* TASK OBJECTIVE *
Turn the material below into a numbered list, one line per item, and leave out any blank lines.

-*-*-

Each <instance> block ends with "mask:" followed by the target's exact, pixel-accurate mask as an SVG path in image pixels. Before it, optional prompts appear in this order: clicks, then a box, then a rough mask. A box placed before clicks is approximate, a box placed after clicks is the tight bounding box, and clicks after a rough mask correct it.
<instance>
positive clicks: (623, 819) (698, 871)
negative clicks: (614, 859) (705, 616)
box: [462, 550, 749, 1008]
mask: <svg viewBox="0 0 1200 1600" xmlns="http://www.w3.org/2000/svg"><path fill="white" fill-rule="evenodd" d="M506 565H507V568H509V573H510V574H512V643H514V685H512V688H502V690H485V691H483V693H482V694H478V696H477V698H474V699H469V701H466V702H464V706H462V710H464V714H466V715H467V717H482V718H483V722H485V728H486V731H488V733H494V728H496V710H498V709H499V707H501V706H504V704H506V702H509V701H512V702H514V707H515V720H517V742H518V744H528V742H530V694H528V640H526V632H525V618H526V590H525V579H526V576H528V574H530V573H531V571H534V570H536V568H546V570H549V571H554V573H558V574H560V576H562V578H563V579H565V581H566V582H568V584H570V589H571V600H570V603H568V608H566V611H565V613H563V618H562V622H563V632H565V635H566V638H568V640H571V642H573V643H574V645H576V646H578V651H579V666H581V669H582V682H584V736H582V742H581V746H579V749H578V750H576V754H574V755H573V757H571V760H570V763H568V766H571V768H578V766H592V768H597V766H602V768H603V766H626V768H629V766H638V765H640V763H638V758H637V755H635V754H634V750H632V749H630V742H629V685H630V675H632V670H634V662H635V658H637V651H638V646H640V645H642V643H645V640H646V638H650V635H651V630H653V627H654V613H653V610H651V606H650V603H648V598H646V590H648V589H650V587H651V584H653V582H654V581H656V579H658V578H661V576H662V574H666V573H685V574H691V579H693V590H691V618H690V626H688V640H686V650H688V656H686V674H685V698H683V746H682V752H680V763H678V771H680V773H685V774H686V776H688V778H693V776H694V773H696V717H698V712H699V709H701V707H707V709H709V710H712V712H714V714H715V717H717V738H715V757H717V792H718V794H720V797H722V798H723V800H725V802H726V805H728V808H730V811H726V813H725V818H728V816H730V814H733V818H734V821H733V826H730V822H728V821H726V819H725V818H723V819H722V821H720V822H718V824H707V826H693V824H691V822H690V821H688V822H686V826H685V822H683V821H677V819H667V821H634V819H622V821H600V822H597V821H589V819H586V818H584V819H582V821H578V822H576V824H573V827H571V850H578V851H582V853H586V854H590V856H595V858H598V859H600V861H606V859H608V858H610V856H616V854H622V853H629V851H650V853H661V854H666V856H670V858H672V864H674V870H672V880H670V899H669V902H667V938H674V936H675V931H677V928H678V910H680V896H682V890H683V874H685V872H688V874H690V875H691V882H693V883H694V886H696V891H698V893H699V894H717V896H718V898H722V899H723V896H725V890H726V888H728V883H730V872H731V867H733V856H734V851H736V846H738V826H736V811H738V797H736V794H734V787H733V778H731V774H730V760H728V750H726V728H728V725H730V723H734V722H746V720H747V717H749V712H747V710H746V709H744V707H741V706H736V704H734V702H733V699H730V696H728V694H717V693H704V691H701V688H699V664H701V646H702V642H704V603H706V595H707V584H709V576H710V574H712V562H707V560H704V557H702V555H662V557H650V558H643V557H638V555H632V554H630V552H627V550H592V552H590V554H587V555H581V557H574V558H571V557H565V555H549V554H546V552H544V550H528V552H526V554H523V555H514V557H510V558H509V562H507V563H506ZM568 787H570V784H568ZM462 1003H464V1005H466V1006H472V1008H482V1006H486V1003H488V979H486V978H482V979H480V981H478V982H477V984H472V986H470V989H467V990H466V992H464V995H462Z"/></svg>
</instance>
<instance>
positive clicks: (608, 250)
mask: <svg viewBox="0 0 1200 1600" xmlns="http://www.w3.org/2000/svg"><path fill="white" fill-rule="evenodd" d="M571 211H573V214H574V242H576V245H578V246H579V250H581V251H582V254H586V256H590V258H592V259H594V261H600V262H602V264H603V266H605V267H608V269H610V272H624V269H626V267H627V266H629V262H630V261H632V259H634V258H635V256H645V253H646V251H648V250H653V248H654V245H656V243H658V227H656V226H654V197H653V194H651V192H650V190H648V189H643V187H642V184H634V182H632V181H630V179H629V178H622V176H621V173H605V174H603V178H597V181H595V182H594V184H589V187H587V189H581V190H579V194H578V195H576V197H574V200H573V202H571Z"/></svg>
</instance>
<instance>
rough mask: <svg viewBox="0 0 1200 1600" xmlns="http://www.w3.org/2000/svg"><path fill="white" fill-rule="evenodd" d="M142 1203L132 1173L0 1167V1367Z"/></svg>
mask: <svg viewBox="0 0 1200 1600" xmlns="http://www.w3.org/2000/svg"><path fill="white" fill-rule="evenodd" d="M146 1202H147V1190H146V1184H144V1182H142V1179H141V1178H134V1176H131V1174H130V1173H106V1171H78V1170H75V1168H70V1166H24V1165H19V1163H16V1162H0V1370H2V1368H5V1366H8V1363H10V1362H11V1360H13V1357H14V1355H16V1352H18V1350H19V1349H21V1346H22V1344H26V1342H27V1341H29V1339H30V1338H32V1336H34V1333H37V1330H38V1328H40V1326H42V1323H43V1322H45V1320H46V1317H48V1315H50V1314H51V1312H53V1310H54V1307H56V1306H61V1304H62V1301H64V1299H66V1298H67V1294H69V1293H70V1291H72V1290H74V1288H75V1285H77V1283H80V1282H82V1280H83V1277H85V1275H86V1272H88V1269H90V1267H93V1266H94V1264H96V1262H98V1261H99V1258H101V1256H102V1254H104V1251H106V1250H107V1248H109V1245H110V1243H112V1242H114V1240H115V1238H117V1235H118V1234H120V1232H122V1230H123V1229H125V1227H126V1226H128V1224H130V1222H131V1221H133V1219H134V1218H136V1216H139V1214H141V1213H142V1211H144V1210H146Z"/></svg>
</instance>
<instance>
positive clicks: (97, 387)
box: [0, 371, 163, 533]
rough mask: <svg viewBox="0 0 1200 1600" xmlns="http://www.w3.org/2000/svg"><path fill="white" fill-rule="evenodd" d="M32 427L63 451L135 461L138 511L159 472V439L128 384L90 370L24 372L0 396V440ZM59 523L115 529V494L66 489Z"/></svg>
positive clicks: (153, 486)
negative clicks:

-*-*-

* TASK RESULT *
1. Each <instance> block ends with "mask:" followed by the target's exact, pixel-accurate mask as an SVG path in image pixels. Before it, optional prompts appear in this order: clicks, then a box, then a rough mask. A box placed before clicks is approximate, a box placed after clicks is the tight bounding box, and clicks after a rough mask correct it.
2. <instance>
3. positive clicks: (623, 819) (698, 871)
4. negative clicks: (614, 859) (705, 616)
5. box: [462, 550, 749, 1008]
6. mask: <svg viewBox="0 0 1200 1600" xmlns="http://www.w3.org/2000/svg"><path fill="white" fill-rule="evenodd" d="M506 565H507V568H509V573H510V574H512V643H514V685H512V688H502V690H485V691H483V693H482V694H478V696H477V698H474V699H469V701H466V702H464V706H462V710H464V714H466V715H467V717H482V718H483V722H485V728H486V731H488V733H494V728H496V710H498V709H499V707H501V706H504V704H506V702H509V701H512V702H514V707H515V720H517V742H518V744H528V742H530V694H528V640H526V632H525V618H526V590H525V579H526V576H528V574H530V573H531V571H534V570H536V568H546V570H549V571H554V573H558V574H560V576H562V578H563V579H565V581H566V582H568V584H570V589H571V600H570V603H568V608H566V611H565V613H563V618H562V622H563V632H565V635H566V638H568V640H571V642H573V643H574V645H576V646H578V651H579V666H581V669H582V682H584V736H582V742H581V746H579V749H578V750H576V754H574V755H573V757H571V760H570V763H568V766H571V768H578V766H592V768H597V766H602V768H603V766H626V768H629V766H638V765H640V763H638V758H637V755H635V754H634V750H632V749H630V742H629V685H630V675H632V670H634V662H635V658H637V651H638V646H640V645H642V643H645V640H646V638H650V635H651V630H653V627H654V613H653V610H651V606H650V603H648V598H646V590H648V589H650V587H651V584H653V582H654V581H656V579H658V578H661V576H662V574H666V573H685V574H691V579H693V590H691V618H690V626H688V640H686V650H688V656H686V674H685V698H683V746H682V752H680V763H678V771H680V773H685V774H686V776H688V778H693V776H694V773H696V717H698V712H699V709H701V707H707V709H709V710H712V712H714V714H715V717H717V738H715V757H717V792H718V794H720V797H722V798H723V800H725V802H726V805H728V808H730V811H726V813H725V818H728V816H730V814H733V818H734V821H733V826H730V822H728V821H726V819H725V818H723V819H722V821H720V822H718V824H707V826H693V824H691V822H690V821H688V822H686V826H685V822H683V821H677V819H667V821H634V819H622V821H600V822H597V821H589V819H586V818H584V819H582V821H578V822H576V824H573V827H571V850H578V851H582V853H586V854H590V856H595V858H598V859H600V861H606V859H608V858H610V856H616V854H622V853H629V851H650V853H661V854H666V856H670V858H672V864H674V870H672V880H670V899H669V902H667V938H674V936H675V931H677V928H678V910H680V896H682V890H683V874H685V872H688V874H690V875H691V882H693V883H694V886H696V891H698V893H699V894H717V896H718V898H722V899H723V896H725V890H726V888H728V883H730V872H731V867H733V856H734V851H736V846H738V826H736V811H738V797H736V794H734V787H733V778H731V774H730V760H728V750H726V728H728V725H730V723H734V722H746V720H747V717H749V712H747V710H746V709H744V707H741V706H736V704H734V702H733V699H730V696H728V694H717V693H704V691H701V688H699V664H701V646H702V642H704V603H706V595H707V584H709V576H710V574H712V562H707V560H704V557H702V555H662V557H650V558H643V557H638V555H632V554H630V552H627V550H592V552H590V554H587V555H581V557H574V558H571V557H565V555H549V554H546V552H544V550H528V552H526V554H523V555H514V557H510V558H509V562H507V563H506ZM568 787H570V784H568ZM462 1003H464V1005H466V1006H472V1008H482V1006H486V1003H488V979H486V978H482V979H480V981H478V982H477V984H472V986H470V989H467V990H466V992H464V995H462Z"/></svg>
7. </instance>
8. <instance>
9. positive clicks: (608, 250)
10. mask: <svg viewBox="0 0 1200 1600" xmlns="http://www.w3.org/2000/svg"><path fill="white" fill-rule="evenodd" d="M571 211H573V214H574V242H576V245H578V246H579V250H581V251H582V254H586V256H590V258H592V259H594V261H600V262H602V264H603V266H605V267H608V269H610V272H624V269H626V267H627V266H629V262H630V261H632V259H634V258H635V256H645V253H646V251H648V250H653V248H654V245H656V243H658V227H656V226H654V197H653V194H651V192H650V190H648V189H643V187H642V184H634V182H632V181H630V179H629V178H622V176H621V173H605V174H603V178H597V181H595V182H594V184H589V187H587V189H581V190H579V194H578V195H576V197H574V200H573V202H571Z"/></svg>
11. </instance>
12. <instance>
13. rough mask: <svg viewBox="0 0 1200 1600" xmlns="http://www.w3.org/2000/svg"><path fill="white" fill-rule="evenodd" d="M142 1203L132 1173L0 1167V1367Z"/></svg>
14. mask: <svg viewBox="0 0 1200 1600" xmlns="http://www.w3.org/2000/svg"><path fill="white" fill-rule="evenodd" d="M146 1202H147V1190H146V1184H144V1182H142V1179H141V1178H134V1176H131V1174H130V1173H106V1171H78V1170H75V1168H70V1166H24V1165H19V1163H16V1162H0V1370H2V1368H5V1366H8V1363H10V1362H11V1360H13V1357H14V1355H16V1352H18V1350H19V1349H21V1346H22V1344H26V1342H27V1341H29V1339H30V1338H32V1336H34V1333H37V1330H38V1328H40V1326H42V1323H43V1322H45V1320H46V1317H48V1315H50V1314H51V1312H53V1310H54V1307H56V1306H61V1304H62V1301H64V1299H66V1298H67V1294H69V1293H70V1291H72V1290H74V1288H75V1285H77V1283H80V1282H82V1280H83V1277H85V1275H86V1272H88V1269H90V1267H93V1266H94V1264H96V1262H98V1261H99V1258H101V1256H102V1254H104V1251H106V1250H107V1248H109V1245H110V1243H112V1242H114V1240H115V1238H117V1235H118V1234H120V1232H122V1230H123V1229H125V1227H126V1226H128V1224H130V1222H131V1221H133V1219H134V1218H136V1216H139V1214H141V1213H142V1211H144V1210H146Z"/></svg>
15. </instance>
16. <instance>
17. positive clicks: (97, 387)
18. box: [0, 371, 163, 533]
19. rough mask: <svg viewBox="0 0 1200 1600" xmlns="http://www.w3.org/2000/svg"><path fill="white" fill-rule="evenodd" d="M32 427L63 451L135 461L138 511L159 472V439L128 384L90 370L24 372L0 396V440ZM59 523L115 529V494L66 489Z"/></svg>
20. positive clicks: (153, 486)
21. negative clicks:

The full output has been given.